## begin Material supplied

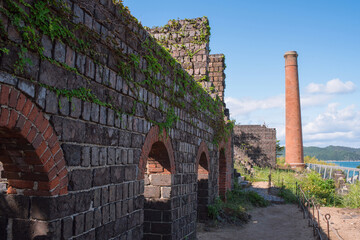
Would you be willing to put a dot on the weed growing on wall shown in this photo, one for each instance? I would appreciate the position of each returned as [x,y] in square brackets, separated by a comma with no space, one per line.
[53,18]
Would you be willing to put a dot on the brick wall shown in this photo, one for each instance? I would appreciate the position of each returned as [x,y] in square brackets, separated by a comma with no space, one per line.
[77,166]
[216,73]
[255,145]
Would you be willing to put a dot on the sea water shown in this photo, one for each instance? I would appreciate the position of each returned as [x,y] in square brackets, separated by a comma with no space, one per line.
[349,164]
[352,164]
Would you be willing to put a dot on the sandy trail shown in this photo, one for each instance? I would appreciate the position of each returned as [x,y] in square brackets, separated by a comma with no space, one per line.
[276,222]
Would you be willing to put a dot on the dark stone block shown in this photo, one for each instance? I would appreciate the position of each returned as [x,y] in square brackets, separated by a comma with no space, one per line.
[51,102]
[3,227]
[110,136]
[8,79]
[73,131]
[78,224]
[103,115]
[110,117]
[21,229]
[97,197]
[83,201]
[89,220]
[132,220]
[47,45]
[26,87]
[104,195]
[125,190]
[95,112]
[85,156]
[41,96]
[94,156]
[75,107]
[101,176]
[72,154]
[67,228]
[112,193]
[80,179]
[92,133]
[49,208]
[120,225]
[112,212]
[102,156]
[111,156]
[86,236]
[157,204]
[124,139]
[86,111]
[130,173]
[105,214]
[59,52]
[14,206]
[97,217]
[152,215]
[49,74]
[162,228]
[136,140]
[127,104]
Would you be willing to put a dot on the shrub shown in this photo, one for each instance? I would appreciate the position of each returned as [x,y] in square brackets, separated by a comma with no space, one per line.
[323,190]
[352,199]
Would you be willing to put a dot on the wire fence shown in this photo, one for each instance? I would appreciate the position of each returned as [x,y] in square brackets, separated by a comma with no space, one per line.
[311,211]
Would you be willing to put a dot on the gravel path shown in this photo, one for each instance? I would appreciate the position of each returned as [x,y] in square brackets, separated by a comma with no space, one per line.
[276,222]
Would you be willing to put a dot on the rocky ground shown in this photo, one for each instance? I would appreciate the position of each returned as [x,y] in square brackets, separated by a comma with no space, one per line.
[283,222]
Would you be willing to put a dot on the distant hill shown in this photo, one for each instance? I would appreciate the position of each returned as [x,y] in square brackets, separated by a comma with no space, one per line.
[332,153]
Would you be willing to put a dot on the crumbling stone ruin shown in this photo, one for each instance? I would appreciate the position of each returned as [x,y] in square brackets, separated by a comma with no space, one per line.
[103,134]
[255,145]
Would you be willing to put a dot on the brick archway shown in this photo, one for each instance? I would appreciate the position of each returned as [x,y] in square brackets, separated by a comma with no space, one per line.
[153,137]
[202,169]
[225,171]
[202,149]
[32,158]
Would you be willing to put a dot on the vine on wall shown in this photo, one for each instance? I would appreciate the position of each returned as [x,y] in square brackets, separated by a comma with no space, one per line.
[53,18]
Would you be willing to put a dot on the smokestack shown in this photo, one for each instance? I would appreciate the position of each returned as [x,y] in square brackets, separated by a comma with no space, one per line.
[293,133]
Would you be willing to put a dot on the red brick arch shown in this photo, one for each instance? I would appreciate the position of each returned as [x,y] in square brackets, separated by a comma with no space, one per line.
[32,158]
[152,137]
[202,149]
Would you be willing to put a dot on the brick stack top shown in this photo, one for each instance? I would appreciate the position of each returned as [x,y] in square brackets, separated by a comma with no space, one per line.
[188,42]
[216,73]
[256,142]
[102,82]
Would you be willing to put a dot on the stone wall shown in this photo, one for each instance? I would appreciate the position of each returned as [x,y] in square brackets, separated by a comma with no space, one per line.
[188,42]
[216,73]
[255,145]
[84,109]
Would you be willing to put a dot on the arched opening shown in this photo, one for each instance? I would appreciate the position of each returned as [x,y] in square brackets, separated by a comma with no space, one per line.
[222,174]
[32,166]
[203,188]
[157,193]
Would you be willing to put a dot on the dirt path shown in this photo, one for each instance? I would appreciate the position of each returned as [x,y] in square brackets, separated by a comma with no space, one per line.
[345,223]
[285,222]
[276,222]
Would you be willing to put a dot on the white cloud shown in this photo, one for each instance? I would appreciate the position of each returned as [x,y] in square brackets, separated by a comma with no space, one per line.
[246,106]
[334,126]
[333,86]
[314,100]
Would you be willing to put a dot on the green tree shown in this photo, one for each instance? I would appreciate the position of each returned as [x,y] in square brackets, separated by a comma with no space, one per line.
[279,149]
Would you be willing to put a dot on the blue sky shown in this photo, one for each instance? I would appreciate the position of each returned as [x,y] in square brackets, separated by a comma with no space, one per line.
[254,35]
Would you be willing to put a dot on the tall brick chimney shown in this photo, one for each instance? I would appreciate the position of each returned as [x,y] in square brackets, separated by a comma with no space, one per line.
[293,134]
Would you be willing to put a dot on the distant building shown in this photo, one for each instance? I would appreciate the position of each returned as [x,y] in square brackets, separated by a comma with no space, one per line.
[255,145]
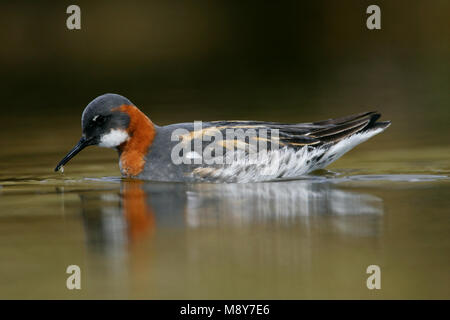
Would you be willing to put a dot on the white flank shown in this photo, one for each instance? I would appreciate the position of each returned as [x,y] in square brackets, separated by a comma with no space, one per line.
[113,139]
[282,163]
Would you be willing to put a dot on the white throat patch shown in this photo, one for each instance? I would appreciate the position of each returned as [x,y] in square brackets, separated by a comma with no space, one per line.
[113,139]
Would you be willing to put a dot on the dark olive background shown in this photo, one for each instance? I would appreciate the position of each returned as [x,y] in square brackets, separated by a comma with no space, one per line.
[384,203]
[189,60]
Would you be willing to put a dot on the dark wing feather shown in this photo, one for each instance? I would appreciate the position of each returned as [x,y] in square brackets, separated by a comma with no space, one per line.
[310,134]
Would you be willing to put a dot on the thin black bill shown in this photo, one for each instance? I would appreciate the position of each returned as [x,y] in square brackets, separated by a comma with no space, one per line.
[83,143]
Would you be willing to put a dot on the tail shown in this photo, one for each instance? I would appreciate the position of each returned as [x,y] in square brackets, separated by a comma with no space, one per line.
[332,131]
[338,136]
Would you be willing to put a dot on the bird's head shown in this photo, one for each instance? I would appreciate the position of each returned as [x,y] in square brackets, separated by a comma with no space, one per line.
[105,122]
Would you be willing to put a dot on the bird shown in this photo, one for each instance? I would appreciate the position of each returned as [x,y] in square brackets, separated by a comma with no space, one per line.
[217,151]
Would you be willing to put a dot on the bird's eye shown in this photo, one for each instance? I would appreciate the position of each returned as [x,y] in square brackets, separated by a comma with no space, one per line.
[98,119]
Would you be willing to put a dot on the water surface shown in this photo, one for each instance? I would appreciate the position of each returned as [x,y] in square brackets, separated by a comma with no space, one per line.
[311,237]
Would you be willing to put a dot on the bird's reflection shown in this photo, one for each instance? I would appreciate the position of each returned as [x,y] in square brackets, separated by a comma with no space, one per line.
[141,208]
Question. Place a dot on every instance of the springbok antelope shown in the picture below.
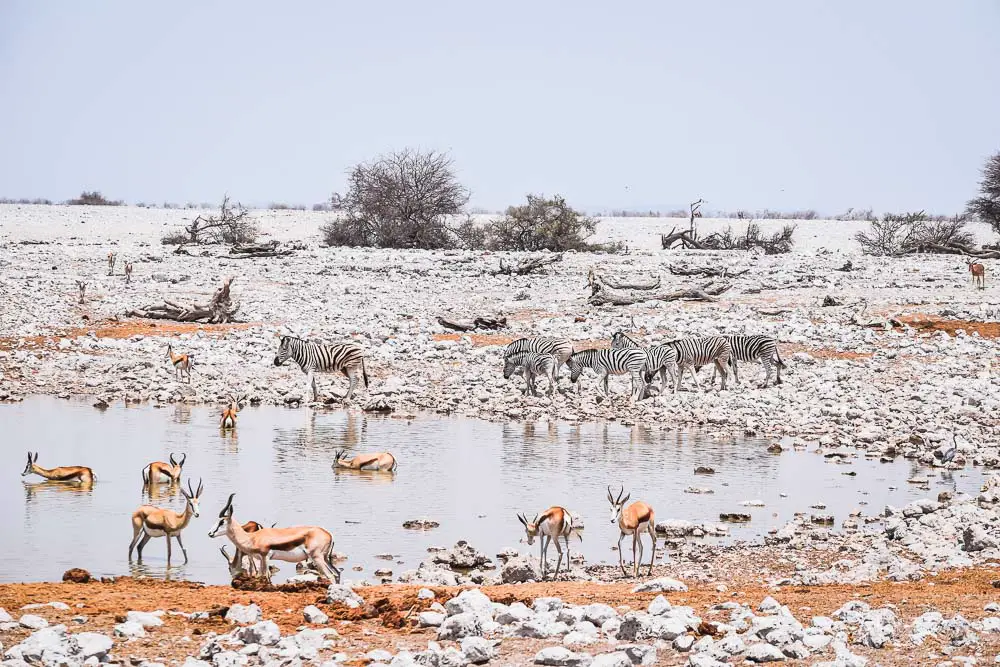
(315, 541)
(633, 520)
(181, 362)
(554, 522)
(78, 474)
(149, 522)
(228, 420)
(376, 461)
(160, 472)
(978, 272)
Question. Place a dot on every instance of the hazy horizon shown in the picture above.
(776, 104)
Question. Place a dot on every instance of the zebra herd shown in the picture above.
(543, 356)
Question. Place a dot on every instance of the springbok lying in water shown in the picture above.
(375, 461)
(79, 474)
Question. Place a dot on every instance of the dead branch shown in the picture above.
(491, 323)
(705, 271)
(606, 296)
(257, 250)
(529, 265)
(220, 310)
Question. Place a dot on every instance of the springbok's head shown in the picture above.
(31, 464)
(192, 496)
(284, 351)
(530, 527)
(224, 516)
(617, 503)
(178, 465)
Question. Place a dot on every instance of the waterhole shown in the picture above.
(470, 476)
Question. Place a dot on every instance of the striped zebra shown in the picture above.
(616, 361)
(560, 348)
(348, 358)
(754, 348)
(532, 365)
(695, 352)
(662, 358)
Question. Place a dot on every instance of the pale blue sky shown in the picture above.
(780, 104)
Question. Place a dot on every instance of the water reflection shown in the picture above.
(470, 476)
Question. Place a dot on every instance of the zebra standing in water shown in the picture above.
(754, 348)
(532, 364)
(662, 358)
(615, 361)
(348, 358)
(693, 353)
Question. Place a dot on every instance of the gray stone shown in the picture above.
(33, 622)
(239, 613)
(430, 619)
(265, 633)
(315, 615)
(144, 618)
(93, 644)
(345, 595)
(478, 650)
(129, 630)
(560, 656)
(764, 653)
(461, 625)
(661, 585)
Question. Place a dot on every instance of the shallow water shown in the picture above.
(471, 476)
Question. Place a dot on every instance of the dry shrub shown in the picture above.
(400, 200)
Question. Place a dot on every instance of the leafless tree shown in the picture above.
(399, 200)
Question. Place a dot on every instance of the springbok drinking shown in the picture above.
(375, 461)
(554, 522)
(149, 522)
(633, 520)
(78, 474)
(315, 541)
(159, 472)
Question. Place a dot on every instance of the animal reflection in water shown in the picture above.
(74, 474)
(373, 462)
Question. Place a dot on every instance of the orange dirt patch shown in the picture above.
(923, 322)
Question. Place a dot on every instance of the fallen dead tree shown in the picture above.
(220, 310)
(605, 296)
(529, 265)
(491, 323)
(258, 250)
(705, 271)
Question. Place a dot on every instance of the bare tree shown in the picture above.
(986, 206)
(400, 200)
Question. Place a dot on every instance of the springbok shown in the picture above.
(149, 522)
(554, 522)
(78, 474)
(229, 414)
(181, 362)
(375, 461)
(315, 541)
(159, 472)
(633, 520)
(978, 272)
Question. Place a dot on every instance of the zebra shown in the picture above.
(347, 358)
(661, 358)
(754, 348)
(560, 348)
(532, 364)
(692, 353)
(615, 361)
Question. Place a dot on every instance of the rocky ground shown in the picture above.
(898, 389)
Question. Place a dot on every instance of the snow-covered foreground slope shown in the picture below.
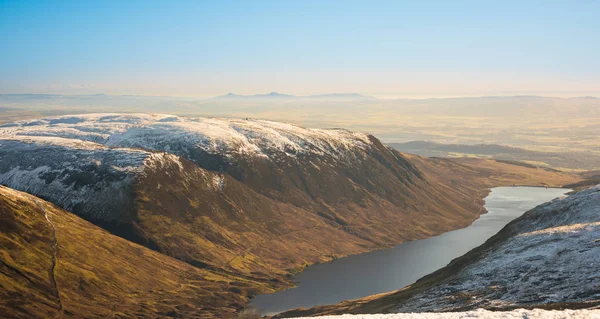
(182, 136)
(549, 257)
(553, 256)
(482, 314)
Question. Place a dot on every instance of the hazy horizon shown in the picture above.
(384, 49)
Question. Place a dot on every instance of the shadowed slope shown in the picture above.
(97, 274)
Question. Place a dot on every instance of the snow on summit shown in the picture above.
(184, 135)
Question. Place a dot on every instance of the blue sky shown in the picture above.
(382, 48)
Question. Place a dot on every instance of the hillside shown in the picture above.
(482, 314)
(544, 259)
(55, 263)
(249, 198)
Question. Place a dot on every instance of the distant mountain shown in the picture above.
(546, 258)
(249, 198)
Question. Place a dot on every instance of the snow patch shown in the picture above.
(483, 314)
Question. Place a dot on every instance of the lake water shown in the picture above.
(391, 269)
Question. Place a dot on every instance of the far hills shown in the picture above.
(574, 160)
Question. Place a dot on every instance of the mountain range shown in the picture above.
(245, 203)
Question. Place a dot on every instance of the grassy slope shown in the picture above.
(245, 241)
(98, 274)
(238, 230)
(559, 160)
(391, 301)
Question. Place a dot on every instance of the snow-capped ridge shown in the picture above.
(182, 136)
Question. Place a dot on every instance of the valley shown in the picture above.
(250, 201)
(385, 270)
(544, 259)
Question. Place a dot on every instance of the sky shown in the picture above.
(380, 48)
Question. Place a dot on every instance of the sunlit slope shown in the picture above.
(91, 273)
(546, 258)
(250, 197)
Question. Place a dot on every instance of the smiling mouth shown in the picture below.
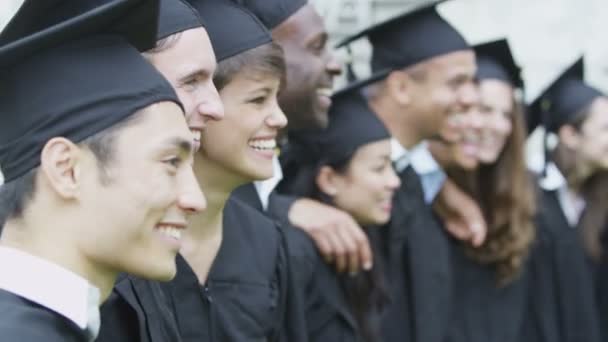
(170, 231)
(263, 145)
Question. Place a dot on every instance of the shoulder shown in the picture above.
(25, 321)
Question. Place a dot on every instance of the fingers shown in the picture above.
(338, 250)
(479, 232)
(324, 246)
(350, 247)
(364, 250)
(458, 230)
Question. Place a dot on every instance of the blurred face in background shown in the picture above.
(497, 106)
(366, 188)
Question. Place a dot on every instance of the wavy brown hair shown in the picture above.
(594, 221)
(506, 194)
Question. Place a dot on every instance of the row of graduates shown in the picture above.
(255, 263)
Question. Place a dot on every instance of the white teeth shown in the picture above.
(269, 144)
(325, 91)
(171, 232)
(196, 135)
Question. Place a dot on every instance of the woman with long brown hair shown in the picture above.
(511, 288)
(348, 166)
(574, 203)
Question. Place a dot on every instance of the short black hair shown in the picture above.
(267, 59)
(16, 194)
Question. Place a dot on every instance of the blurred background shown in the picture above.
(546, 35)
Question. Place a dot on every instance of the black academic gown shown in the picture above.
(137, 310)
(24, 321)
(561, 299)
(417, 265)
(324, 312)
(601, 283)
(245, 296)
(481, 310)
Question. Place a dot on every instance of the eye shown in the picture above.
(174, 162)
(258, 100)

## end Material supplied

Required task: Could you reproduce, word for word, the records from the line containing "Question. Place a dot on every instance of the blurred face" through the end of the records, with both of those ends included?

Solved exercise:
Question. Place a dot on every instance of the blurred face in background shown in the picture above.
(497, 106)
(366, 188)
Question. Place a dot on every instance of the wavy brown hair shown in the picture above.
(594, 221)
(506, 194)
Question. Place a dot on every instance of the row of graduates shown in the picture above.
(255, 263)
Question. Place a dot on every instance of the white teeth shown in the picture above.
(269, 144)
(325, 91)
(171, 232)
(196, 135)
Question. Place a dot on every instance of the woman with long brown hair shown in the picture above.
(511, 288)
(348, 166)
(574, 203)
Question. Place a dot on every instance of the short black hair shown in the picture above.
(267, 59)
(16, 194)
Question. Place a dot on every instance of the blurred background shown in the picture above.
(546, 35)
Question. Place a dot on every instance of the black academic gown shown in the picture above.
(137, 310)
(24, 321)
(561, 299)
(417, 265)
(324, 312)
(601, 283)
(245, 296)
(481, 310)
Question. Place a dot on every instance of the eye shown in the picture above.
(174, 162)
(258, 100)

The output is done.